*待处理数据:*
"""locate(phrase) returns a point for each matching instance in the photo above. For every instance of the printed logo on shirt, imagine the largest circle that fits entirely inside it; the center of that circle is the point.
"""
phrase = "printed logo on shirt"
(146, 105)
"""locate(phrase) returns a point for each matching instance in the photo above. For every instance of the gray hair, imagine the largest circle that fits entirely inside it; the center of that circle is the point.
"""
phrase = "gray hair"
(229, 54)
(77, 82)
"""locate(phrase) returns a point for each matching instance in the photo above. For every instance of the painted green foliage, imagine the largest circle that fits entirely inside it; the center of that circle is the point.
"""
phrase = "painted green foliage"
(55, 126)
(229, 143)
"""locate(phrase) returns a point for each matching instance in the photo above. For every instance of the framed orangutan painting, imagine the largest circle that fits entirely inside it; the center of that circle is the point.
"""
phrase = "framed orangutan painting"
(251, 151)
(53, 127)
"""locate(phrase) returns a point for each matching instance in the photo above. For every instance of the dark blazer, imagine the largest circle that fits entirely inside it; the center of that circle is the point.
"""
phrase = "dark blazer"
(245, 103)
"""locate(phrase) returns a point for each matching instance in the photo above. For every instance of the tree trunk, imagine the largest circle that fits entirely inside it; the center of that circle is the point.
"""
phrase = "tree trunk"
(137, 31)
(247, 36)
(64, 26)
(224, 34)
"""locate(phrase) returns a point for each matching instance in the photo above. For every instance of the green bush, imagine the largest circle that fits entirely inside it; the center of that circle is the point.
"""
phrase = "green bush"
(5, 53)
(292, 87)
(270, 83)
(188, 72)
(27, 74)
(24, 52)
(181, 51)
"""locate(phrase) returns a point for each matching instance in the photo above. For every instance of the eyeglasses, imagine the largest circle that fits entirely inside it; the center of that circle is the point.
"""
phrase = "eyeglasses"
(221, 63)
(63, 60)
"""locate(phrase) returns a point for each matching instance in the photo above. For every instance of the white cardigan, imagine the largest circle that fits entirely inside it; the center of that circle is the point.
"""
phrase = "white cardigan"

*任务要求:* 能否把上面全部记录逐行改写成一个 JSON 字符串列表？每行对应一个字符串，空行略去。

*本题解答:*
[
  "\"\"\"locate(phrase) returns a point for each matching instance in the photo above. For every instance of the printed logo on shirt, imagine the largest circle that fits entirely inside it; the center of that circle is the point.",
  "\"\"\"",
  "phrase = \"printed logo on shirt\"",
  "(146, 105)",
  "\"\"\"locate(phrase) returns a point for each matching instance in the photo above. For every instance of the gray hair, imagine the largest circle that fits entirely inside it; the center of that circle is the point.",
  "\"\"\"",
  "phrase = \"gray hair\"",
  "(229, 54)",
  "(77, 82)",
  "\"\"\"locate(phrase) returns a point for each matching instance in the photo above. For every instance of the painted green foliage, imagine the largest circle that fits entirely inside it; the center of that circle is the point.",
  "\"\"\"",
  "phrase = \"painted green foliage\"",
  "(55, 126)",
  "(229, 143)",
  "\"\"\"locate(phrase) returns a point for each matching instance in the photo above. For every instance of the framed orangutan painting, imagine the largest circle that fits entirely inside it; the center of that circle is the point.",
  "\"\"\"",
  "phrase = \"framed orangutan painting\"",
  "(251, 151)",
  "(53, 127)",
  "\"\"\"locate(phrase) returns a point for each matching instance in the photo above. For every instance of the dark blazer, imagine the largest circle that fits entirely inside it; the center of that circle is the point.",
  "\"\"\"",
  "phrase = \"dark blazer\"",
  "(245, 103)",
  "\"\"\"locate(phrase) returns a point for each matching instance in the photo above. For every instance of the tree trunk, imagine the largest circle that fits entirely inside it; the center of that circle is the point.",
  "\"\"\"",
  "phrase = \"tree trunk\"",
  "(137, 31)",
  "(247, 36)",
  "(64, 26)",
  "(224, 34)",
  "\"\"\"locate(phrase) returns a point for each matching instance in the photo above. For every instance of the green bush, imagine the largest circle that fits entirely inside it; the center of that circle is the point.",
  "\"\"\"",
  "phrase = \"green bush\"",
  "(5, 53)",
  "(292, 87)",
  "(270, 83)",
  "(188, 72)",
  "(27, 74)",
  "(24, 52)",
  "(181, 51)",
  "\"\"\"locate(phrase) returns a point for each matching instance in the photo above. For every instance of the eyeglasses, imagine the largest circle that fits entirely inside it; the center of that circle is the point.",
  "\"\"\"",
  "phrase = \"eyeglasses\"",
  "(221, 63)",
  "(63, 60)",
  "\"\"\"locate(phrase) returns a point for each matching instance in the photo above. For every instance of the white cardigan, imagine the largest circle that fits entirely inside it; the center of that circle is the point.",
  "\"\"\"",
  "phrase = \"white cardigan\""
]